**WORK TO BE COMPLETED:**
With pictures excluded, output exactly the lines that run from the first line of the data below through the line containing "drum kit, one line per instance".
SOURCE DATA Block Start
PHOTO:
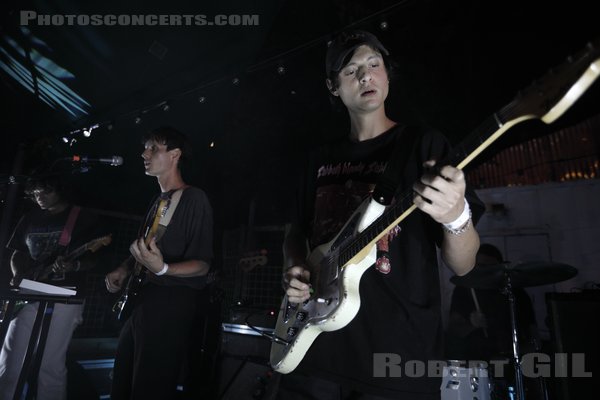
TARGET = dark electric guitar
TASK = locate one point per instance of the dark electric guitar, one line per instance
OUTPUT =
(337, 267)
(46, 271)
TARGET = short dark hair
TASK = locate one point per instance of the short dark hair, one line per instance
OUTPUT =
(173, 139)
(491, 251)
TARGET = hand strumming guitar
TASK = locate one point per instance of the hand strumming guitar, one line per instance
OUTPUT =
(114, 280)
(150, 255)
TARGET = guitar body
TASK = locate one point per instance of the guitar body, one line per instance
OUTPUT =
(337, 267)
(336, 299)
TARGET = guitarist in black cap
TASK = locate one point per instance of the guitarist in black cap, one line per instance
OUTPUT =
(55, 243)
(173, 310)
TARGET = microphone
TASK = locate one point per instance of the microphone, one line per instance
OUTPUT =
(114, 160)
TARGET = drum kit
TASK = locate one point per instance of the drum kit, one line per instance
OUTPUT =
(505, 277)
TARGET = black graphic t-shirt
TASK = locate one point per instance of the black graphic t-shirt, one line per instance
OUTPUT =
(399, 314)
(38, 234)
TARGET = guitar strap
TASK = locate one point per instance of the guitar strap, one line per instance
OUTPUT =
(65, 236)
(387, 184)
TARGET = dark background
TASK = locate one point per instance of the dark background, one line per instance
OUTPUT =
(459, 62)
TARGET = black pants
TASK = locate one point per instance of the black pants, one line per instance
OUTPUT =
(160, 344)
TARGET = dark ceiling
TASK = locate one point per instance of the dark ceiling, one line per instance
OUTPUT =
(257, 92)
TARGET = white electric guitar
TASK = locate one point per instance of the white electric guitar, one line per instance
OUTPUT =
(338, 266)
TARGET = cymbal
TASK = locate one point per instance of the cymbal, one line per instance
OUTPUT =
(526, 274)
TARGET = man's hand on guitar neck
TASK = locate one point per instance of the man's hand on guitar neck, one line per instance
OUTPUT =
(148, 255)
(295, 283)
(441, 194)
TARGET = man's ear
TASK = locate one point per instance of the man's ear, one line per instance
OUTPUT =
(332, 90)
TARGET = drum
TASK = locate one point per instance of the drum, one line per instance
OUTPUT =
(462, 380)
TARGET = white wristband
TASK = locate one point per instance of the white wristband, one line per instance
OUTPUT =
(461, 220)
(163, 271)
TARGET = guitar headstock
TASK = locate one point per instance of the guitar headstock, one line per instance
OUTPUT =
(552, 95)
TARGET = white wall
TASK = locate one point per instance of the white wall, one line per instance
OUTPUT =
(557, 222)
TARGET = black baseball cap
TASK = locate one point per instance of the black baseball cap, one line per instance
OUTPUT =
(345, 43)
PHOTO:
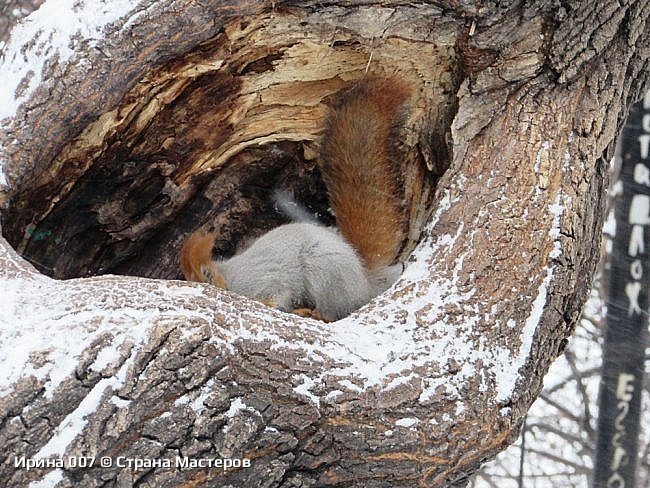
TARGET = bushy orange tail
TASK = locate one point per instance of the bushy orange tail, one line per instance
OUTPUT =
(362, 170)
(196, 260)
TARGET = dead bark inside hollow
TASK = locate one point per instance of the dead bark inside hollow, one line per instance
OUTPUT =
(188, 115)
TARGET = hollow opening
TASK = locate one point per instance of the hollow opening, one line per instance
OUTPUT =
(203, 141)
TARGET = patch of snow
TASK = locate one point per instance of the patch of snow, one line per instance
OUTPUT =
(50, 480)
(407, 422)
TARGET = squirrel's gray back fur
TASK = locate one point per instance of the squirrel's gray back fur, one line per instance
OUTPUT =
(305, 265)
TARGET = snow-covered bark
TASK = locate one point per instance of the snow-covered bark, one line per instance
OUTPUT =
(418, 387)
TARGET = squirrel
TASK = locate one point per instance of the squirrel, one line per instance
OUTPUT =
(313, 270)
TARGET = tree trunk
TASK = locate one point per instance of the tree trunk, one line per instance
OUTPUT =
(175, 115)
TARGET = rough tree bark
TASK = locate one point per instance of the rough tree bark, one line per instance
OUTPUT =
(181, 114)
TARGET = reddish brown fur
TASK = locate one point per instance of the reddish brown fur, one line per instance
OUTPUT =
(196, 260)
(361, 167)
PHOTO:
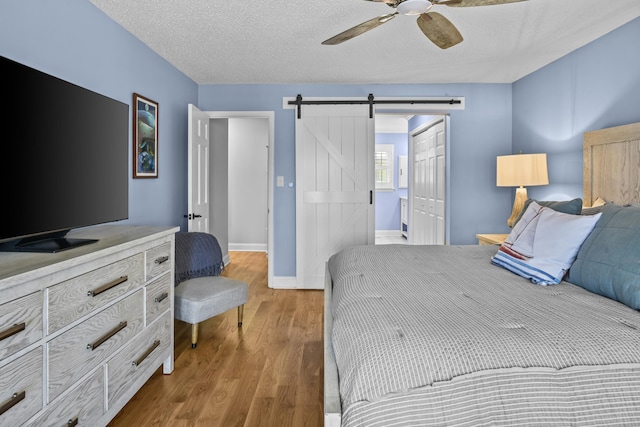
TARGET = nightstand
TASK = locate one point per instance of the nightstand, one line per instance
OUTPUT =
(491, 239)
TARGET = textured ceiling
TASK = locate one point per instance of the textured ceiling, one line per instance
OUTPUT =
(278, 41)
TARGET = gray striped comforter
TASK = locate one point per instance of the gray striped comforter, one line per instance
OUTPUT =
(437, 335)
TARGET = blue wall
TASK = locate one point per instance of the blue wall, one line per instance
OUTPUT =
(478, 134)
(594, 87)
(75, 41)
(388, 202)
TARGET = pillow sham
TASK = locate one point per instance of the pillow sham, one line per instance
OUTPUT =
(545, 245)
(573, 207)
(595, 208)
(608, 262)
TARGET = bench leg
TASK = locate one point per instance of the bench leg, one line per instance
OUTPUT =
(240, 313)
(194, 335)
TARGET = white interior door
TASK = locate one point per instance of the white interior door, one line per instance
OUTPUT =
(335, 186)
(436, 161)
(419, 190)
(198, 170)
(427, 223)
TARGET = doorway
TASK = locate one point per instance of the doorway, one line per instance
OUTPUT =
(225, 128)
(414, 212)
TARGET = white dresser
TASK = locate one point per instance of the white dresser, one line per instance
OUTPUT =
(82, 330)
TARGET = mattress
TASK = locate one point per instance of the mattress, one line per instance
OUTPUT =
(437, 335)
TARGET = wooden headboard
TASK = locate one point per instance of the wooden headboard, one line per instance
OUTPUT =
(612, 165)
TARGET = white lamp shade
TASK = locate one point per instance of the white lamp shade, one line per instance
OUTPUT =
(520, 170)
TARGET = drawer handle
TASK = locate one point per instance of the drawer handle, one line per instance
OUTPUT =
(18, 327)
(162, 260)
(161, 297)
(108, 286)
(146, 354)
(15, 399)
(109, 334)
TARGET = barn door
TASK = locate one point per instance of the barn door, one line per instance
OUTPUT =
(335, 186)
(198, 170)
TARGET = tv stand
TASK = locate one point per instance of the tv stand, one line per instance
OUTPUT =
(45, 243)
(81, 331)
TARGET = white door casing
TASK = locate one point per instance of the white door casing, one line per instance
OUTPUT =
(335, 186)
(198, 170)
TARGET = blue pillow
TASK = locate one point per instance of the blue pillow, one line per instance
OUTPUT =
(573, 207)
(544, 244)
(608, 262)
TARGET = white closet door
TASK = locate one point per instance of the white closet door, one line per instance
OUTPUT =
(335, 186)
(427, 223)
(198, 170)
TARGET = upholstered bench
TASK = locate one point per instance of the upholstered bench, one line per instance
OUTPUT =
(201, 298)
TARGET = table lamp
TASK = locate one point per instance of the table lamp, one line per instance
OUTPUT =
(520, 170)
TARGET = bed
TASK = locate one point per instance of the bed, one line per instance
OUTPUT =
(440, 335)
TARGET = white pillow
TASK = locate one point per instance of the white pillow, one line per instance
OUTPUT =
(544, 249)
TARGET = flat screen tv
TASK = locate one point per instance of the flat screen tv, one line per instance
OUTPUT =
(63, 160)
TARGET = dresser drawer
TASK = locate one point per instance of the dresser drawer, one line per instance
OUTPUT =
(84, 404)
(158, 260)
(21, 388)
(20, 323)
(158, 297)
(85, 346)
(72, 299)
(140, 358)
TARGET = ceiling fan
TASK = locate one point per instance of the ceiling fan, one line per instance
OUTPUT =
(436, 27)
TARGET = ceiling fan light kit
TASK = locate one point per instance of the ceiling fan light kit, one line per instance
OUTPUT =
(413, 7)
(433, 25)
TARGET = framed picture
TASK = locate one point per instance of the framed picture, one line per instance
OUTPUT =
(145, 137)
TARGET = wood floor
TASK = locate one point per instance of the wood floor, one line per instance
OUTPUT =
(266, 373)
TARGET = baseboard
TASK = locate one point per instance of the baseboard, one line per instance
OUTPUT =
(284, 282)
(248, 247)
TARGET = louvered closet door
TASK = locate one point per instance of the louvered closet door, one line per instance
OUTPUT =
(335, 186)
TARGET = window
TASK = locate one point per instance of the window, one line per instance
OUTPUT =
(384, 167)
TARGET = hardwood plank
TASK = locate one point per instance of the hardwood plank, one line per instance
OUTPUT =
(266, 373)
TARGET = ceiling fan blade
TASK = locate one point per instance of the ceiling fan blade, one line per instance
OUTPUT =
(473, 3)
(359, 29)
(439, 30)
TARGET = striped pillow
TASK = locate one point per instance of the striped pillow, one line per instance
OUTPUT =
(544, 244)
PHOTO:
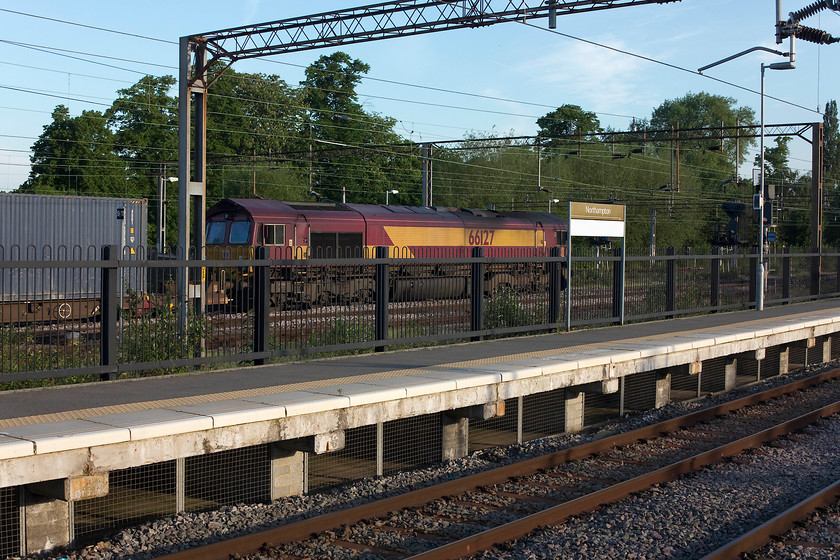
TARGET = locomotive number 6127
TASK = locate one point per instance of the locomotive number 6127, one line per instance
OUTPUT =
(481, 237)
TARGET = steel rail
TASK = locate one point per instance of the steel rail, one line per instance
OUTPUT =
(554, 515)
(248, 544)
(761, 535)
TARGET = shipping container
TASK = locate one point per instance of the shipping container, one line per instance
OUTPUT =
(36, 229)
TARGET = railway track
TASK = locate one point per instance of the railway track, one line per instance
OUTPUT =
(481, 512)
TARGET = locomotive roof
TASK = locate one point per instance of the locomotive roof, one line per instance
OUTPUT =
(265, 209)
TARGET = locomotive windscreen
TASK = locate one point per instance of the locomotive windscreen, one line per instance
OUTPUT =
(328, 245)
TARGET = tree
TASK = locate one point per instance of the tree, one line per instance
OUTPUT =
(831, 177)
(568, 120)
(74, 155)
(776, 163)
(355, 152)
(145, 120)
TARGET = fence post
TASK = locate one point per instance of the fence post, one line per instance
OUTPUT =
(816, 268)
(786, 275)
(381, 287)
(671, 280)
(477, 293)
(715, 277)
(837, 275)
(618, 281)
(108, 326)
(555, 285)
(753, 276)
(262, 304)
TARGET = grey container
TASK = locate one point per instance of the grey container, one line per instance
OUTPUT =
(36, 228)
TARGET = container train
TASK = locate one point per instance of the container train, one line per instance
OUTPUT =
(328, 230)
(41, 228)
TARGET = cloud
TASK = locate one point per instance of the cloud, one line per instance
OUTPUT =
(249, 11)
(593, 77)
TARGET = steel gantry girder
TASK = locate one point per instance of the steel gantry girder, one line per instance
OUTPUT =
(398, 18)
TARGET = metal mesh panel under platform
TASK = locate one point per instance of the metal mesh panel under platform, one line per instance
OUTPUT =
(684, 386)
(228, 477)
(770, 363)
(135, 495)
(356, 461)
(543, 414)
(713, 376)
(412, 442)
(640, 392)
(9, 522)
(495, 432)
(599, 408)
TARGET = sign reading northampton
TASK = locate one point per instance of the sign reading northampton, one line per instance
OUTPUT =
(589, 211)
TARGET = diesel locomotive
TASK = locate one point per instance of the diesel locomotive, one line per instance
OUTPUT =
(330, 232)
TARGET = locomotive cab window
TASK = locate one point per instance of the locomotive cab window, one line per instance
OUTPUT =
(239, 232)
(215, 233)
(273, 234)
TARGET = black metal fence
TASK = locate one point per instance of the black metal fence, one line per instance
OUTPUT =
(125, 315)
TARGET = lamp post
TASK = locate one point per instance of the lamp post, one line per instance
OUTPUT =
(758, 200)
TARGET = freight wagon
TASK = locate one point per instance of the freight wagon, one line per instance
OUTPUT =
(44, 230)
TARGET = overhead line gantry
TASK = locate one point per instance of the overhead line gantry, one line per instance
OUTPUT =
(200, 53)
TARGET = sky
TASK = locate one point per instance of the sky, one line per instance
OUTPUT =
(620, 63)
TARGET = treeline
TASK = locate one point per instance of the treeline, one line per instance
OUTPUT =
(270, 139)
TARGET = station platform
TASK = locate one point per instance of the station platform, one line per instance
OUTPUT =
(76, 401)
(61, 443)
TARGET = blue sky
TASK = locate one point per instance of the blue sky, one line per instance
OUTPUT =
(439, 86)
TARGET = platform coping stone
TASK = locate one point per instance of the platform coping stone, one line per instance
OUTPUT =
(246, 393)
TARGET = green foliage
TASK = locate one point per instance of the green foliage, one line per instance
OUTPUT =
(74, 155)
(568, 120)
(336, 119)
(155, 336)
(26, 354)
(504, 309)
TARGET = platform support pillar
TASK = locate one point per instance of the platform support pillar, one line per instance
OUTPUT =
(663, 388)
(574, 398)
(730, 373)
(784, 359)
(455, 437)
(288, 472)
(47, 523)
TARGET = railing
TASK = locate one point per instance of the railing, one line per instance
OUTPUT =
(118, 315)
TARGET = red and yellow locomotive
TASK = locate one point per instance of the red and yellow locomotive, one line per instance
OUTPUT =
(328, 230)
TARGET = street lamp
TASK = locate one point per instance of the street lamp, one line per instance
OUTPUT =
(758, 200)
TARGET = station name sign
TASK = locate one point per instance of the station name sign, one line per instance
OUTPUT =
(596, 220)
(587, 211)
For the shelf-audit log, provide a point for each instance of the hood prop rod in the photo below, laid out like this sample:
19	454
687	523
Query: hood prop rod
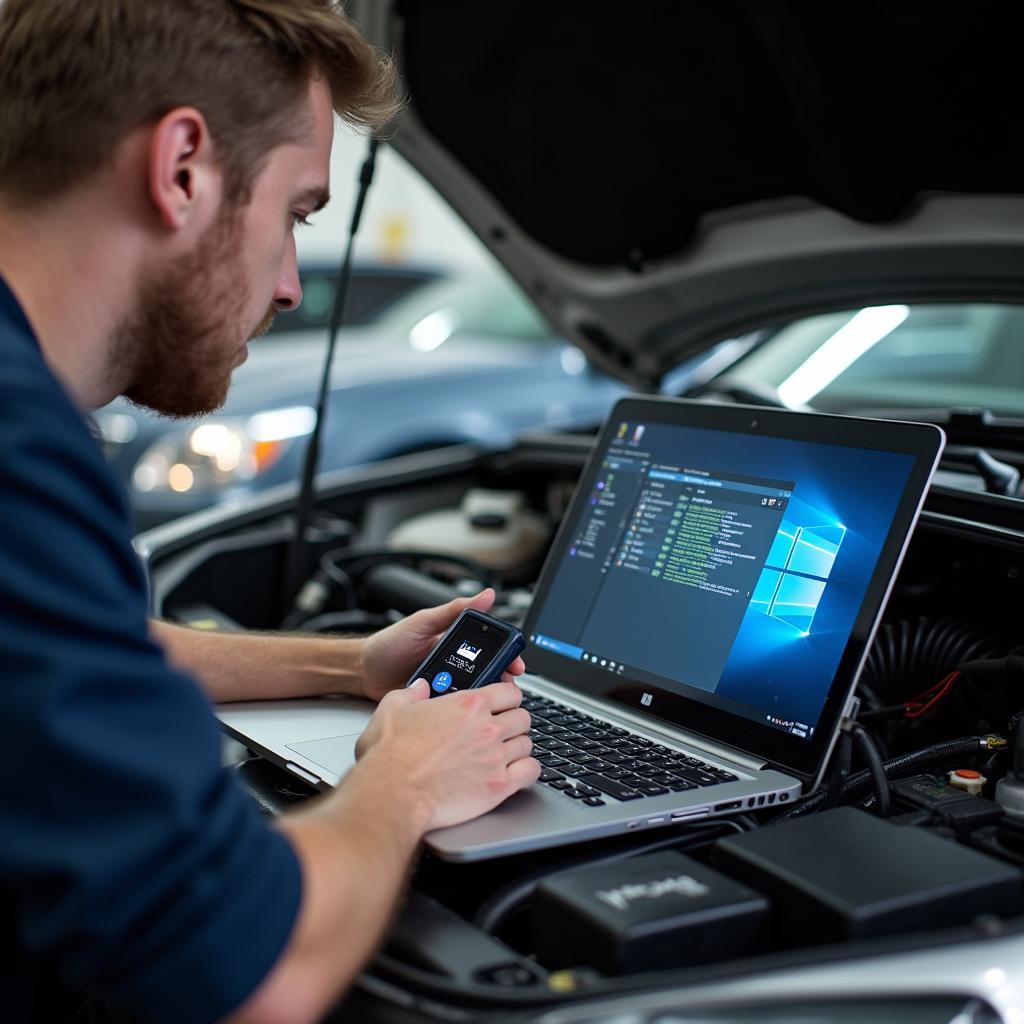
297	569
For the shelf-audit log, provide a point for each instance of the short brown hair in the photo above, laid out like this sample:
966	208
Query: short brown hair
77	77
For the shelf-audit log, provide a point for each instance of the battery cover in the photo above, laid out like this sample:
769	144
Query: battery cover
847	875
648	912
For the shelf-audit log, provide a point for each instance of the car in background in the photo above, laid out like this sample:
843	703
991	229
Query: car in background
373	288
460	359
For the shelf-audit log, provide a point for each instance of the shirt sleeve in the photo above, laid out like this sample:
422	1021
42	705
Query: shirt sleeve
131	858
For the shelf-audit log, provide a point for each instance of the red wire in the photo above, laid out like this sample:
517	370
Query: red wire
924	701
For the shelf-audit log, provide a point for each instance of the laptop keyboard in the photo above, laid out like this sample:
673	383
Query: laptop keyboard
590	760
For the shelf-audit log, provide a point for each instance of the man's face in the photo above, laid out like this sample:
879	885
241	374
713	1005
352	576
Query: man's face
196	316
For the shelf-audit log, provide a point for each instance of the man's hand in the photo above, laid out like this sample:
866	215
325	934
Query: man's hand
456	757
391	655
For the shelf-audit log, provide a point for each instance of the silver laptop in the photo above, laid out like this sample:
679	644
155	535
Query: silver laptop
696	632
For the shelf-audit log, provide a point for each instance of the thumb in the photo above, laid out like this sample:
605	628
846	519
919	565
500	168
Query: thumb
420	690
439	619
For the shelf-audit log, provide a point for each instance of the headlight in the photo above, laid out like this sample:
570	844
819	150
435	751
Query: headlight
221	452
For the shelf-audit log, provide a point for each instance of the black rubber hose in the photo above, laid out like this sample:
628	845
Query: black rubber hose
895	766
876	767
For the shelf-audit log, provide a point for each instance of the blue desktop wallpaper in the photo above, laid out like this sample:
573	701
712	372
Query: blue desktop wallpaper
797	625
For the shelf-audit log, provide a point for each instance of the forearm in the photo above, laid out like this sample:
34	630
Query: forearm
355	848
257	667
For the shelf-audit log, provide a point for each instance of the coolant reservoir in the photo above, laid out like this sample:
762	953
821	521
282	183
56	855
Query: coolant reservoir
493	527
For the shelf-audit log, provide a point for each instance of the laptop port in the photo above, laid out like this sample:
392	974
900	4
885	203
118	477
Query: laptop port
691	812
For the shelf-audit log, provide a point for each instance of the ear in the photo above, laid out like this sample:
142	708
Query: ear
184	178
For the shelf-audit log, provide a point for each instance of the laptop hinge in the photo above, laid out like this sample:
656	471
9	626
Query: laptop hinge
645	724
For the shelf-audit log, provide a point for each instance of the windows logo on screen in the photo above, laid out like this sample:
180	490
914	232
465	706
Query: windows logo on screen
468	651
796	572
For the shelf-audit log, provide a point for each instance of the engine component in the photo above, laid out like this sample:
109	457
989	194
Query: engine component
659	910
968	779
493	527
847	875
945	805
1010	788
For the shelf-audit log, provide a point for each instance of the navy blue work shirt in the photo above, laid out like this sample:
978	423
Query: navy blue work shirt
129	859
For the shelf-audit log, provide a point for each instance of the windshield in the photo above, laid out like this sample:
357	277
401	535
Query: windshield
480	305
894	357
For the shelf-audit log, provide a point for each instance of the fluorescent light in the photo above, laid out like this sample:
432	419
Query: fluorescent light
861	333
433	330
281	424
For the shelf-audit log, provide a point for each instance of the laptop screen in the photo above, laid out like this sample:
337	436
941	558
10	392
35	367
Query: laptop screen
726	567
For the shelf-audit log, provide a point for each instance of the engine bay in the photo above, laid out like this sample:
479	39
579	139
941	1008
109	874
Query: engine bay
912	847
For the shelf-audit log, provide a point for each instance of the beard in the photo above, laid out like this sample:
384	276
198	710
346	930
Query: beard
179	348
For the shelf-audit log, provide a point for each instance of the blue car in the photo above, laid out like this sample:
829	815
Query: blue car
461	359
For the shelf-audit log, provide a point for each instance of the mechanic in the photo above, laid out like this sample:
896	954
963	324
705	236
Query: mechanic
155	158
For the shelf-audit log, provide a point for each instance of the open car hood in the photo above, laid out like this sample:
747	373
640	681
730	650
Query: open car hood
663	175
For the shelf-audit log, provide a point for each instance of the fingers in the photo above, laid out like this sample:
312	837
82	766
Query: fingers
501	696
523	773
420	690
513	723
517	748
439	619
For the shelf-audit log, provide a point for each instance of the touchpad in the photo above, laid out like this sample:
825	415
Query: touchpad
336	754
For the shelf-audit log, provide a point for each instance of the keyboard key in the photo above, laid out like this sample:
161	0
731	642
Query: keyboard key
562	750
662	762
550	761
611	787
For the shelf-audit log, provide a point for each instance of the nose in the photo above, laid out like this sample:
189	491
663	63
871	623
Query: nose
288	294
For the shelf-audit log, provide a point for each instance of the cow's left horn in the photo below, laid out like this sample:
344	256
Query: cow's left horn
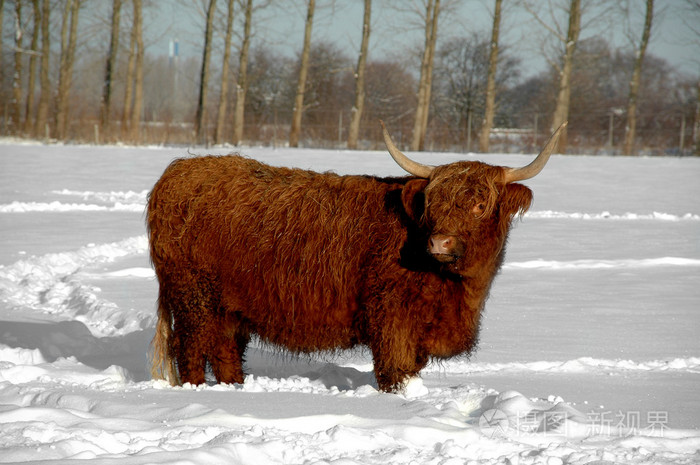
531	170
413	167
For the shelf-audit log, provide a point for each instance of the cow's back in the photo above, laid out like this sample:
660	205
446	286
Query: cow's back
288	248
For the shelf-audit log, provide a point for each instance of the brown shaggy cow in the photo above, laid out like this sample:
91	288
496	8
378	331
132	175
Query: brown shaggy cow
319	262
SOURCE DATA Block End
**RESULT:**
PHOTO:
TARGET = dark electric guitar
TASK = locate one point per instance of the dark electric guitar, one line per instance
OUTPUT =
(337, 267)
(46, 271)
TARGET = short dark hair
TASK = locate one point per instance of the short dark hair, one line per instance
OUTPUT =
(173, 139)
(491, 251)
TARGET = hand strumming guitar
TASK = locate one point per instance of the hand strumming guitar, one line per instance
OUTPUT =
(114, 280)
(150, 255)
TARGET = guitar body
TASK = locate one point per instance of the guitar body, one line per instance
OUTPUT =
(337, 267)
(336, 299)
TARGET = guitarist in black cap
TASK = locate one point per instance of the guitarist in black cap, one line per instance
OUTPUT =
(55, 243)
(173, 310)
TARGET = microphone
TASK = locate one point per instance of the microphone, one line per instance
OUTPUT =
(114, 160)
TARGET = drum kit
TASK = locate one point per instance of the drum kit, one line per instance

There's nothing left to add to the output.